[Data entries]
──────────────────────────────
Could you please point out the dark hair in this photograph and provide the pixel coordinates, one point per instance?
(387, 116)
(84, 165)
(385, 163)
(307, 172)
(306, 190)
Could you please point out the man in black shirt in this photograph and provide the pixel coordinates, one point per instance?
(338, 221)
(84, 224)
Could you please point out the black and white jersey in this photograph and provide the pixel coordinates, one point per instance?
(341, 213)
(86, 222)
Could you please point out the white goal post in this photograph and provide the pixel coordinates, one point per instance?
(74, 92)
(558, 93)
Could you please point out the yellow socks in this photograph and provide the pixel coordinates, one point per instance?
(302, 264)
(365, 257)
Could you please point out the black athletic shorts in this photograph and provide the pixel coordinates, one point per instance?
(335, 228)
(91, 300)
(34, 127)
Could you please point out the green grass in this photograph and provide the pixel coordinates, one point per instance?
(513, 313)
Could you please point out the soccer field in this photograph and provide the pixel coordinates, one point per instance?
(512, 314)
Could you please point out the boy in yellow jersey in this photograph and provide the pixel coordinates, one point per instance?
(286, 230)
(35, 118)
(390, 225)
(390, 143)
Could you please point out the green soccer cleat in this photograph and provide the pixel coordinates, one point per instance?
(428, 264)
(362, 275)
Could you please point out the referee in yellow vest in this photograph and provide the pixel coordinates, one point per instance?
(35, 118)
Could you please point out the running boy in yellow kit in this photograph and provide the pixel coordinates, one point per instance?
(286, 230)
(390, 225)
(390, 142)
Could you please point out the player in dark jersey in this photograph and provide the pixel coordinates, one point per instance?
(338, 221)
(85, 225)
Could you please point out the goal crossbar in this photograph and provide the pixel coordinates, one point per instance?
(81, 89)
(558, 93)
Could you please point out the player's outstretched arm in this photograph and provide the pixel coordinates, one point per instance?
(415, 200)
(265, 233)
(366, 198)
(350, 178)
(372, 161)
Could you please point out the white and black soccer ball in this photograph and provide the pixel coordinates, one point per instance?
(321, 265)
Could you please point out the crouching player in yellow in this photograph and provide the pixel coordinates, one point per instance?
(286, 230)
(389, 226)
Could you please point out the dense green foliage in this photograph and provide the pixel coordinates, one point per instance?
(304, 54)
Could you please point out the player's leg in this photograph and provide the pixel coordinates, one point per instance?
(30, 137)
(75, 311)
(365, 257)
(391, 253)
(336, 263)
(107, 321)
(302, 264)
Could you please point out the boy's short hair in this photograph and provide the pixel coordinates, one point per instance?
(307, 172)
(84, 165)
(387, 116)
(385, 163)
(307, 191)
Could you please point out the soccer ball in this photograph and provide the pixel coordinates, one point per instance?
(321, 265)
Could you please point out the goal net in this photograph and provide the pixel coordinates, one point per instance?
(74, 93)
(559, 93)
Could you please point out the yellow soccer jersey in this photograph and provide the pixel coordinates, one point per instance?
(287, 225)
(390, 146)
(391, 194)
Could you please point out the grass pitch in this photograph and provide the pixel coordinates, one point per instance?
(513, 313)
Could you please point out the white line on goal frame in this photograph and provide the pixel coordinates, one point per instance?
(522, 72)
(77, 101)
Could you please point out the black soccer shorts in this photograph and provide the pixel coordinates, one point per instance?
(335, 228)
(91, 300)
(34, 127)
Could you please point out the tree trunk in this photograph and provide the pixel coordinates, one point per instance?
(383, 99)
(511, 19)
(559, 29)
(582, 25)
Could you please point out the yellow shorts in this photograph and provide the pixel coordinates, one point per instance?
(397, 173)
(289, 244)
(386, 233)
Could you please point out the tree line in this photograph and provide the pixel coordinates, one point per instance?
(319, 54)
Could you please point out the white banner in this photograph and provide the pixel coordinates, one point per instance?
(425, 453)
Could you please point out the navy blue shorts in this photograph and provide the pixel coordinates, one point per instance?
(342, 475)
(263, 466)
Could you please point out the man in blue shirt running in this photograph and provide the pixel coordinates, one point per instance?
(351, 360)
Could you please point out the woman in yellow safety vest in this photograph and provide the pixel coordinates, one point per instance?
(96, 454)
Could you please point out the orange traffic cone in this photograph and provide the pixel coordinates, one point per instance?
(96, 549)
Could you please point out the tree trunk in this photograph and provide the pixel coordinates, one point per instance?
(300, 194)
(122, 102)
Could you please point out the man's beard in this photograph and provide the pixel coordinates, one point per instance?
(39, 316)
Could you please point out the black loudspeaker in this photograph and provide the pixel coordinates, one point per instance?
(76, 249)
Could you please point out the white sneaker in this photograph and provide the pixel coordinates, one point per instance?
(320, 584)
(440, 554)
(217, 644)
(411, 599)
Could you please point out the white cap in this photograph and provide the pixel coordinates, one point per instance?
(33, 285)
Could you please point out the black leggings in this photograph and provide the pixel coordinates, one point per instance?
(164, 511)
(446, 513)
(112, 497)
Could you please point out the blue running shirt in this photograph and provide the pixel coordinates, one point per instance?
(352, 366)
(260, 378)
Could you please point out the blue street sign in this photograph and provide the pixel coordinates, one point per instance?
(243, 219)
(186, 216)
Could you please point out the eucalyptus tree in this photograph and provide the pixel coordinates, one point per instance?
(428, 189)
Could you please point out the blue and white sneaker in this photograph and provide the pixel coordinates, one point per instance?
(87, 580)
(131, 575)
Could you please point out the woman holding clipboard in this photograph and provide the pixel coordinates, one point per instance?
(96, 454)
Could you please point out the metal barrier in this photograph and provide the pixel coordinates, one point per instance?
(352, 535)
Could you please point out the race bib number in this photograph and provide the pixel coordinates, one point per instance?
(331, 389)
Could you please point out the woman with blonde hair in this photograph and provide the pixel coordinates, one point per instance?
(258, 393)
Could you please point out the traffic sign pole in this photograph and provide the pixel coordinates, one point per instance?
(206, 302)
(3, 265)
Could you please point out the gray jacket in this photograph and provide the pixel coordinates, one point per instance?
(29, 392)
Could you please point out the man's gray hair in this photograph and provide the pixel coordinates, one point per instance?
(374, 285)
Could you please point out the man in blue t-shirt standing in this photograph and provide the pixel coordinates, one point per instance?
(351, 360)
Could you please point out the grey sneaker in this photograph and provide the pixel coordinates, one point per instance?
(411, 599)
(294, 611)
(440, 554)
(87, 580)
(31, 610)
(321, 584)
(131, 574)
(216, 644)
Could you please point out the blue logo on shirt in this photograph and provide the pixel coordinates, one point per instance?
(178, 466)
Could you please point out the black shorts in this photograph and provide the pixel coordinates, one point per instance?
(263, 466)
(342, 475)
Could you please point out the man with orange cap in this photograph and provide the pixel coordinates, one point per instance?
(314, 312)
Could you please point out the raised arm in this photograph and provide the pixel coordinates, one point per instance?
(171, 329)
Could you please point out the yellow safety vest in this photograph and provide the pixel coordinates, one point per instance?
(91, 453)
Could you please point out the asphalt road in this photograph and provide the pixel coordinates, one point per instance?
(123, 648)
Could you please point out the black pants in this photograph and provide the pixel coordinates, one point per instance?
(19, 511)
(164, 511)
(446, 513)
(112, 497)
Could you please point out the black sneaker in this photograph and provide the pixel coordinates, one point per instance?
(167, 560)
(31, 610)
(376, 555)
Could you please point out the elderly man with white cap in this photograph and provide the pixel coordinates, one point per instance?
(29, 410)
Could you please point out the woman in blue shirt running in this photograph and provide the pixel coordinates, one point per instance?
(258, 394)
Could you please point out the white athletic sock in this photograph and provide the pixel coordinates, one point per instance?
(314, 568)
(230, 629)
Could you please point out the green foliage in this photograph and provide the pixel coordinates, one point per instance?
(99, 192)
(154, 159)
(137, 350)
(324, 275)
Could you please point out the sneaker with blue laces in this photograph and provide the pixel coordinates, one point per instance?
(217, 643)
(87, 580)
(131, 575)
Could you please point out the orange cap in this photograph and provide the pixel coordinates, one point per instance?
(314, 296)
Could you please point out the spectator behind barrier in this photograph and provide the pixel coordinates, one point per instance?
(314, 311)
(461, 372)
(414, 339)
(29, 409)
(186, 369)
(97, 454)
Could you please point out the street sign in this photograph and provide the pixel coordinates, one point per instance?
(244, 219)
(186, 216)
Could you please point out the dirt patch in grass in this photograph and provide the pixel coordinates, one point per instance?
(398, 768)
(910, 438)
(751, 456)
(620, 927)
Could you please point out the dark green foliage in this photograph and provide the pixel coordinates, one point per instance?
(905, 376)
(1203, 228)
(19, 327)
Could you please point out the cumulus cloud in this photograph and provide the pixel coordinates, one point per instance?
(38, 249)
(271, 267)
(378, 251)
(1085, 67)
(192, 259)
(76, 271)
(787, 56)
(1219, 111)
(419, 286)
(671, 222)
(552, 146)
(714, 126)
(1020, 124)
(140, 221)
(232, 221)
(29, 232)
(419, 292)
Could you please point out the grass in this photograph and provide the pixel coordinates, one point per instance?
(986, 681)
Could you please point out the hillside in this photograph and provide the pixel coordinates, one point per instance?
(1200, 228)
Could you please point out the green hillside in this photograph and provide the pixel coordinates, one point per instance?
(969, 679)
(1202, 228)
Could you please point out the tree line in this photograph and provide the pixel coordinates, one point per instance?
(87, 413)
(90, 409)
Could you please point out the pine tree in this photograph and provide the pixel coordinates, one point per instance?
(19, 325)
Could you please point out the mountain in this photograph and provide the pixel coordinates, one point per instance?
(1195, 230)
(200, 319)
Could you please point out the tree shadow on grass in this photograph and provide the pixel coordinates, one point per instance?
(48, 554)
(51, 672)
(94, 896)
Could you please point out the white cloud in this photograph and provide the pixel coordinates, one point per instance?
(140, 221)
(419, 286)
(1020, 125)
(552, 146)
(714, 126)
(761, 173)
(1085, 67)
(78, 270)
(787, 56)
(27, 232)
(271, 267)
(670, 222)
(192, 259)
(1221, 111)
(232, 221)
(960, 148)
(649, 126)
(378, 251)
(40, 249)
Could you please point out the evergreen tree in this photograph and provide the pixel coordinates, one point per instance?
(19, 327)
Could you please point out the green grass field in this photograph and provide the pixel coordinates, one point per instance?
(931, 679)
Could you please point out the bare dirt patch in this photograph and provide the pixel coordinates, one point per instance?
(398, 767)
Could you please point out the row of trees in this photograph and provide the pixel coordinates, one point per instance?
──────────────────────────────
About this task = Copy out exactly the lines running from the line with "Could you please point out the bare" to the end of the records, inclusive.

Answer to this task =
Could you please point out the bare dirt patch in this photograph and provide the pixel coordinates, one point per instance?
(398, 767)
Could you please point out the row of trees in this photograph and provide the pixel coordinates, one point per instance?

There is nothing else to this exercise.